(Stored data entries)
=== Section Start ===

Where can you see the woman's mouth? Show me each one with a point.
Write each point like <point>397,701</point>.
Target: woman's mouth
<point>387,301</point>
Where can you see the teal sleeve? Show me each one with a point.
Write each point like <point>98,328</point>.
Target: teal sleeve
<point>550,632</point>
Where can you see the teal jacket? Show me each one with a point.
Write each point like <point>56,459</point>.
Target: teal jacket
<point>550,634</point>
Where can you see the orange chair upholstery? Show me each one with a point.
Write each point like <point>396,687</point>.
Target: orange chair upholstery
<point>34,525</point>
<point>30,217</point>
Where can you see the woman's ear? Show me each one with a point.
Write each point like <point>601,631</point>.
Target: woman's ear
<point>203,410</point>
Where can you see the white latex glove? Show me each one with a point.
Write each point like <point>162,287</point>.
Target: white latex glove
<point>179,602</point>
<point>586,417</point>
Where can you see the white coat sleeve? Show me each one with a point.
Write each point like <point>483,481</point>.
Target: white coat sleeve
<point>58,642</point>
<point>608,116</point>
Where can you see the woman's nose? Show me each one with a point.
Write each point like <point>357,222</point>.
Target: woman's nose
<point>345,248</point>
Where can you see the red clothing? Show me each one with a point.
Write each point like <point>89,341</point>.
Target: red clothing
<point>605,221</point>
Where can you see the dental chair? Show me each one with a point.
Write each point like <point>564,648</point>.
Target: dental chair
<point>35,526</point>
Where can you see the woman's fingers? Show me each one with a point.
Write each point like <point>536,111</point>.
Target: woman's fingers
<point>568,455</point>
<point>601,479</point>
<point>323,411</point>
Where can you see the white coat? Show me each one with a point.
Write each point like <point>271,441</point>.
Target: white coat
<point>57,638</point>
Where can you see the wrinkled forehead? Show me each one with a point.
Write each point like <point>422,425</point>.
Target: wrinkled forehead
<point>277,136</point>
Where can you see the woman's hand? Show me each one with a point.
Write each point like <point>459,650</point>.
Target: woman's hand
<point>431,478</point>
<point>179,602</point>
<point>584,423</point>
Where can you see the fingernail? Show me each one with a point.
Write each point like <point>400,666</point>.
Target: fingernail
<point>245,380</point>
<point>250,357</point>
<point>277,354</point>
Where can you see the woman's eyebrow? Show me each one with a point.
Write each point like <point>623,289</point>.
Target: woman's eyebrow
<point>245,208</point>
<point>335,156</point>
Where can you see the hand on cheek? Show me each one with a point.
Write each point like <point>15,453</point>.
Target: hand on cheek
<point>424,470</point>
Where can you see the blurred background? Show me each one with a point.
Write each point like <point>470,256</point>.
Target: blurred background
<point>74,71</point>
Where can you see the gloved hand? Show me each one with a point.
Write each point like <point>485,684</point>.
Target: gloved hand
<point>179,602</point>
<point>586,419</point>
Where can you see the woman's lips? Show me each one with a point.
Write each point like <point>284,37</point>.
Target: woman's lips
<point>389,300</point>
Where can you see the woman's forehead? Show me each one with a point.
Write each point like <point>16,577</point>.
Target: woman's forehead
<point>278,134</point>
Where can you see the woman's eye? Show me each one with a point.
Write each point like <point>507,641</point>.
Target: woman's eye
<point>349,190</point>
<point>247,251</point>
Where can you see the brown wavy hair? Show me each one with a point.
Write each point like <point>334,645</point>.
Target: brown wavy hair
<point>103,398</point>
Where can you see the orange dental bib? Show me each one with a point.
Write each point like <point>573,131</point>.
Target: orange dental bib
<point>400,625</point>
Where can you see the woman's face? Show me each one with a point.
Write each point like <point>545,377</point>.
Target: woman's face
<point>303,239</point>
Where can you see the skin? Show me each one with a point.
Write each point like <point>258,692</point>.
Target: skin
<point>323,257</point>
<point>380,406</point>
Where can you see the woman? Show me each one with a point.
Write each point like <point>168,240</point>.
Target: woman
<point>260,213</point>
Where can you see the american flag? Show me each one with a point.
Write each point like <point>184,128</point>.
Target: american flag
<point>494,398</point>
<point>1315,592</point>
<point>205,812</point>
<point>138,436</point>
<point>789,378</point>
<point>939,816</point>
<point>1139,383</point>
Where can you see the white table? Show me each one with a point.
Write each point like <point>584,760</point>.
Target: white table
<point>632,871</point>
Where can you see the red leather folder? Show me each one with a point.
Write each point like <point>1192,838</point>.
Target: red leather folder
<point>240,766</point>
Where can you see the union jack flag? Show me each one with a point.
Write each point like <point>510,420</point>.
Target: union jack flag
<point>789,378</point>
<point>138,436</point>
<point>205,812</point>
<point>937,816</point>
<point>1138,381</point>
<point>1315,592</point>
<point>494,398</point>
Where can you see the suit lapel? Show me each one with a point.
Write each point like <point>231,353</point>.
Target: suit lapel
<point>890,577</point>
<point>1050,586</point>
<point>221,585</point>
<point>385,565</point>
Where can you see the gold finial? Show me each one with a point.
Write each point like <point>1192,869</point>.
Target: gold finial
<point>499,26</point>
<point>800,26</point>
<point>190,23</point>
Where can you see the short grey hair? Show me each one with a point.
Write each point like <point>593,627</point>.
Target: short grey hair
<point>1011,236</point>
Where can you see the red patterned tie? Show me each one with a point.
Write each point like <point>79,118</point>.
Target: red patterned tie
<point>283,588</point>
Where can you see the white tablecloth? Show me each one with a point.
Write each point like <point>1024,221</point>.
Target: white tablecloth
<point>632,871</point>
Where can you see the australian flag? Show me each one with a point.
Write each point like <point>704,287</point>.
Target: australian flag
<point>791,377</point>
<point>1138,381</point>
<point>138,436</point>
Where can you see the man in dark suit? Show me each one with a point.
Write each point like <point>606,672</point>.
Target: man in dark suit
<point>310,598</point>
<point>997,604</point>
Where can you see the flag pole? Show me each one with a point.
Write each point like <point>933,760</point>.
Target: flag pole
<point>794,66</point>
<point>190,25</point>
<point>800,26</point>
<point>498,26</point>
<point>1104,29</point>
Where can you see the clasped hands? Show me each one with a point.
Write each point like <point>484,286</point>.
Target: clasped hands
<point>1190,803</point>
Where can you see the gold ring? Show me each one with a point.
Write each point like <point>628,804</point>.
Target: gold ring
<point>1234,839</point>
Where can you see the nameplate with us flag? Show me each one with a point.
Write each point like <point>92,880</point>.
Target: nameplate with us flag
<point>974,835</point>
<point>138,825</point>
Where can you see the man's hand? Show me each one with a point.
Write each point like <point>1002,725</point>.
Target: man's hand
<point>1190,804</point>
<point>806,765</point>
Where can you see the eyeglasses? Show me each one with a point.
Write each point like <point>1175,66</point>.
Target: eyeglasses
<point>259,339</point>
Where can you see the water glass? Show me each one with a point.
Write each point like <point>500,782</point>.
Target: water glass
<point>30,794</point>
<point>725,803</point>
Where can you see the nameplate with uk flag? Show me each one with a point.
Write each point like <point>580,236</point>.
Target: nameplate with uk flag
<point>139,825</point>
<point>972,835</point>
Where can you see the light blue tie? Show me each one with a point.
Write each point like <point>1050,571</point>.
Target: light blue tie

=== Section End ===

→ **What needs to be done**
Reproduce, exactly as they stand in the data above, the lines from the one that holds "Write each point like <point>396,687</point>." to the one that holds "Where can you see the white coat sleeve?", inclusive.

→ **Reply**
Write each point like <point>396,687</point>.
Target: orange chair upholstery
<point>34,525</point>
<point>30,217</point>
Where can you see the woman's ear? Show me each one with a point.
Write each point like <point>601,631</point>.
Target: woman's ear
<point>203,410</point>
Where can you see the white latex glove? Show me each one with a point.
Write each point like <point>162,287</point>.
Target: white latex glove
<point>179,602</point>
<point>586,417</point>
Where can you see the white coat sleeve? Show me each one with a point.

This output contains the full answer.